§ **Your objective**
Without the pictures, print each of the records below exactly as it appears.
-- START OF Record extracts --
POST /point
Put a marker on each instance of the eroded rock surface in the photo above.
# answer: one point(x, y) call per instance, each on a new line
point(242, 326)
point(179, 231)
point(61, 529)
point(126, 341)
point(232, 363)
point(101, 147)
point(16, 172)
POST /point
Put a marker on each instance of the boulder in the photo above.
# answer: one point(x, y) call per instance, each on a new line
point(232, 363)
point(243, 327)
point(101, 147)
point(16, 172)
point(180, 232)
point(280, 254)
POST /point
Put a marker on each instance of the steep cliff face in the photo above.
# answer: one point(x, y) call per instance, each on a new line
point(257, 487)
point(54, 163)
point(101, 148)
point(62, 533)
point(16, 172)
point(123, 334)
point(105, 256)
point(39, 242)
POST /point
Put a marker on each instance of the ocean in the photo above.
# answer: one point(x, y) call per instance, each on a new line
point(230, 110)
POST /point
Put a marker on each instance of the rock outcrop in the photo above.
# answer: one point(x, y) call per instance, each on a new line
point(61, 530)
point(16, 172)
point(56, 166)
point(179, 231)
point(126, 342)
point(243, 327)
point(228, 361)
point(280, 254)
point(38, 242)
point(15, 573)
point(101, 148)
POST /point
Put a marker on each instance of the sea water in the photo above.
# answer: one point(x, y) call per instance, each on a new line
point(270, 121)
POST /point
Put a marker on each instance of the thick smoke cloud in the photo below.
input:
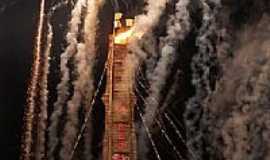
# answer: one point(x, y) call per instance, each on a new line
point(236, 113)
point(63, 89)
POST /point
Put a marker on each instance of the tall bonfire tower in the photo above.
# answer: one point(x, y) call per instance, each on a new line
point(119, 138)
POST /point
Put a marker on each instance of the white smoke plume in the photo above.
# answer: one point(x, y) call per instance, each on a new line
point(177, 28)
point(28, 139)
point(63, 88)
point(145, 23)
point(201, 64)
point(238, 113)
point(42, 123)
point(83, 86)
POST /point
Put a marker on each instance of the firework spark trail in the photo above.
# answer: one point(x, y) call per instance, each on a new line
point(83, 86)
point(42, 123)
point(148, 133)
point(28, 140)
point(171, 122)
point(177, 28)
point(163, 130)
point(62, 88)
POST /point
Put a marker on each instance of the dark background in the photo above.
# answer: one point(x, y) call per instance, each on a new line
-- END OF Record extracts --
§ **Result below**
POST /point
Put a marker on each instance of the eroded rock surface in the photo above.
# answer: one point(x, y) call per instance, each on a new line
point(242, 326)
point(179, 231)
point(61, 529)
point(126, 341)
point(232, 363)
point(101, 147)
point(16, 172)
POST /point
Put a marker on each instance of the boulder in the photo above.
# answer: one point(x, y) call per instance, each on a new line
point(232, 363)
point(243, 327)
point(101, 147)
point(16, 172)
point(180, 232)
point(280, 254)
POST /point
Put a marker on each instance of the steep cliff face in the photo above.
# answer: one point(x, y) call per instance, each on a new line
point(257, 487)
point(54, 163)
point(101, 148)
point(62, 533)
point(16, 172)
point(123, 334)
point(105, 256)
point(39, 242)
POST /point
Put a marker on each instance of the ocean in the photo above.
# answer: one point(x, y) call per instance, each on a new line
point(230, 110)
POST /point
Put a marker on each instance of the rock outcrop in the photo above.
# answer: one point(x, y) call per instance, each on a new line
point(61, 530)
point(16, 172)
point(56, 166)
point(179, 231)
point(126, 342)
point(243, 327)
point(228, 361)
point(280, 254)
point(38, 242)
point(15, 573)
point(101, 148)
POST /point
Put a marker on each instance of the sea water in the photo above.
# answer: one point(x, y) call per instance, each on a new line
point(270, 121)
POST /point
Put a marker on each instance of the thick smoke cloud in the photo below.
input:
# answer: one point(x, y) call per instance, each on a new line
point(236, 113)
point(63, 89)
POST /point
Put a marker on each instance of the tall bonfire tower in the photo above.
# answer: one point(x, y) call per instance, each on a new line
point(119, 138)
POST /point
Put a marker on each instance of the white smoke plume in the photo above.
# answer: one point(x, y) call per instance, each on a new line
point(177, 28)
point(28, 139)
point(63, 88)
point(145, 23)
point(201, 64)
point(238, 113)
point(42, 123)
point(83, 86)
POST /point
Put a marker on each instance of the firework spark trail in the photo above.
# answer: one point(x, y) call per instance, each on a new line
point(83, 86)
point(42, 123)
point(148, 133)
point(28, 140)
point(171, 122)
point(177, 28)
point(163, 130)
point(62, 88)
POST /point
Put a marker on each instance of the dark background in the photo above.
# answer: one point(x, y) call per instance, each on a new line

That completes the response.